Report the number of lines in the data where the word "orange" appears, and add no other text.
SOURCE DATA section start
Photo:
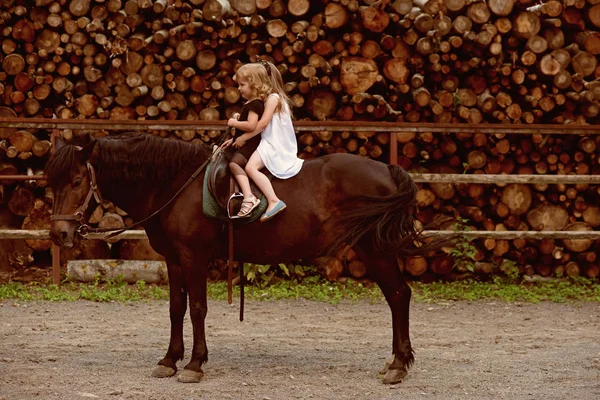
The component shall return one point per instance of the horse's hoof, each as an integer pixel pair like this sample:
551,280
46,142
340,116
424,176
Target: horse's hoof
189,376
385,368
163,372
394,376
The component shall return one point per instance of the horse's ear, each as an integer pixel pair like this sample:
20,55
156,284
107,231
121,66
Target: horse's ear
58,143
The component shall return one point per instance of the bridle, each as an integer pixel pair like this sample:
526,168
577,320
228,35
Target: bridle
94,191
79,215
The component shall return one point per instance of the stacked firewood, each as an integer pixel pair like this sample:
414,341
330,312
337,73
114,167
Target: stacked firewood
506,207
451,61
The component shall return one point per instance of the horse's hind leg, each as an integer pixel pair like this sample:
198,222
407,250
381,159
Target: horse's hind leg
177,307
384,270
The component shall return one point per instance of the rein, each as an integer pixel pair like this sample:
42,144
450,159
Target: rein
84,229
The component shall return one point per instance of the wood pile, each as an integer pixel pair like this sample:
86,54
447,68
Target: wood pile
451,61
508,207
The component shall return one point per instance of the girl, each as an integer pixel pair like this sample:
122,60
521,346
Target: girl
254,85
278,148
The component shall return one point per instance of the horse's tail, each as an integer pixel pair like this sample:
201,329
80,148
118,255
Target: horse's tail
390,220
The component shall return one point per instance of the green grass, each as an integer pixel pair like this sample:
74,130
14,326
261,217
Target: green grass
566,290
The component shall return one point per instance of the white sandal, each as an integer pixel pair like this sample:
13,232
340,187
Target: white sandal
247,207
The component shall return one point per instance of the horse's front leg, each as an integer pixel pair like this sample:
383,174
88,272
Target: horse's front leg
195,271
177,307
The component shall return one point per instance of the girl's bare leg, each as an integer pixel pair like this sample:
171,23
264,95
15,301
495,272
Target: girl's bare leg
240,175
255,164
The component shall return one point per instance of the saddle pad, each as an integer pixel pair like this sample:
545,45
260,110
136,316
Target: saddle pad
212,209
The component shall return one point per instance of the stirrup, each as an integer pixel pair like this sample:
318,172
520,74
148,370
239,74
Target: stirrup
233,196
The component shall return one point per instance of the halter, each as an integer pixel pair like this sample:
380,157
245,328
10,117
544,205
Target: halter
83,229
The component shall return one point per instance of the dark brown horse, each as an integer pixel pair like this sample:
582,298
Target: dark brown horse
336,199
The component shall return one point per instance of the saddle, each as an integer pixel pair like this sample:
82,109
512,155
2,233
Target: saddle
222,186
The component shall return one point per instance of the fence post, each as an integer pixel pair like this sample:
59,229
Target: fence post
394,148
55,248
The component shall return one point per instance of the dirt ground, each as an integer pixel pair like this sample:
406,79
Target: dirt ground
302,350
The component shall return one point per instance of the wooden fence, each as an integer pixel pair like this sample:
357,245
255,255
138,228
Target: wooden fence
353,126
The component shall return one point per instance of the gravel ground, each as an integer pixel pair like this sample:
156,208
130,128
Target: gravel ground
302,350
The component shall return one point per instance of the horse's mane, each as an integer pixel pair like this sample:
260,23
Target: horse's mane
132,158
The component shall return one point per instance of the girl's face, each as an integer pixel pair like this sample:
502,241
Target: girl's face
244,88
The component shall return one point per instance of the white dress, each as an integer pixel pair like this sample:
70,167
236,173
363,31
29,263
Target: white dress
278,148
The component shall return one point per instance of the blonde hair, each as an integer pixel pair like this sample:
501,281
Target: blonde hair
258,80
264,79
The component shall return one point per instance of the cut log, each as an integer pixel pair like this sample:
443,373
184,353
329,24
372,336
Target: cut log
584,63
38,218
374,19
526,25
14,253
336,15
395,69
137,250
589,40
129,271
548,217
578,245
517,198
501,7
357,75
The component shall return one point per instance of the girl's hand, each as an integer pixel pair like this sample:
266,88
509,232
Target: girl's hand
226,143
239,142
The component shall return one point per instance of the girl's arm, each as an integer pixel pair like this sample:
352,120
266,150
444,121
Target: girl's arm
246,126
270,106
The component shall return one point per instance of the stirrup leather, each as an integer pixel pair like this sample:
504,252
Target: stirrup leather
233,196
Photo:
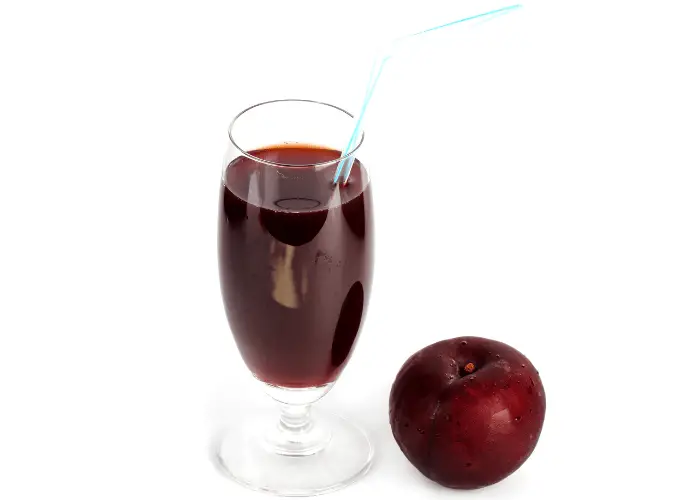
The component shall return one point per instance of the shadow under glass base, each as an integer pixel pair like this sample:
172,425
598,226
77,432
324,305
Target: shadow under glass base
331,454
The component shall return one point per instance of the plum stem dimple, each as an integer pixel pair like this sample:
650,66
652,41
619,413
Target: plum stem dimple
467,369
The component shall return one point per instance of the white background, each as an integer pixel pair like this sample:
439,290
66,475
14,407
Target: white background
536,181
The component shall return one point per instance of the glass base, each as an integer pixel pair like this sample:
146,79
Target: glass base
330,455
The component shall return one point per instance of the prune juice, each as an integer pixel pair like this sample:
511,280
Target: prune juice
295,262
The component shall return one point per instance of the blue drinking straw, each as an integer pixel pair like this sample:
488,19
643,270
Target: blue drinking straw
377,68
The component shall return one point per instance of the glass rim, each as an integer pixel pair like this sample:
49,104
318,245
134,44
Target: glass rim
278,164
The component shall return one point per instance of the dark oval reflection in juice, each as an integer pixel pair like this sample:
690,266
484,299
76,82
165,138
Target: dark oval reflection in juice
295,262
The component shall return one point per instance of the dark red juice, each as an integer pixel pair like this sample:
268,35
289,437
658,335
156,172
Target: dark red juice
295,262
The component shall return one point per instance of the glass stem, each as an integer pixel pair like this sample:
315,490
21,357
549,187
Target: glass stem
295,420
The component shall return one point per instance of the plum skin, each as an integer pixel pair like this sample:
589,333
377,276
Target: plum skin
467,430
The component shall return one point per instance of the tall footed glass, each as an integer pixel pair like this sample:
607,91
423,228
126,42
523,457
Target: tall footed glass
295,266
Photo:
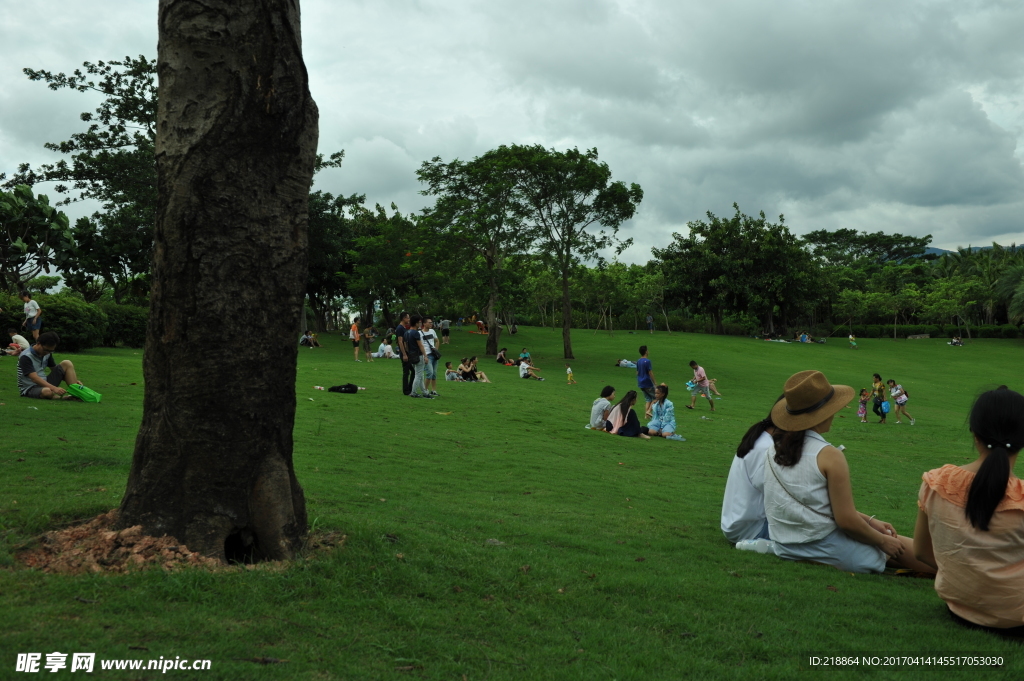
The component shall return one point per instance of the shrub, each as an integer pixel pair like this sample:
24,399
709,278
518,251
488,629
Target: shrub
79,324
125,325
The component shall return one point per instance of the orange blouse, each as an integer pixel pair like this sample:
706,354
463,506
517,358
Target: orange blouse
SOURCE DATA section end
■ TASK OUTPUT:
2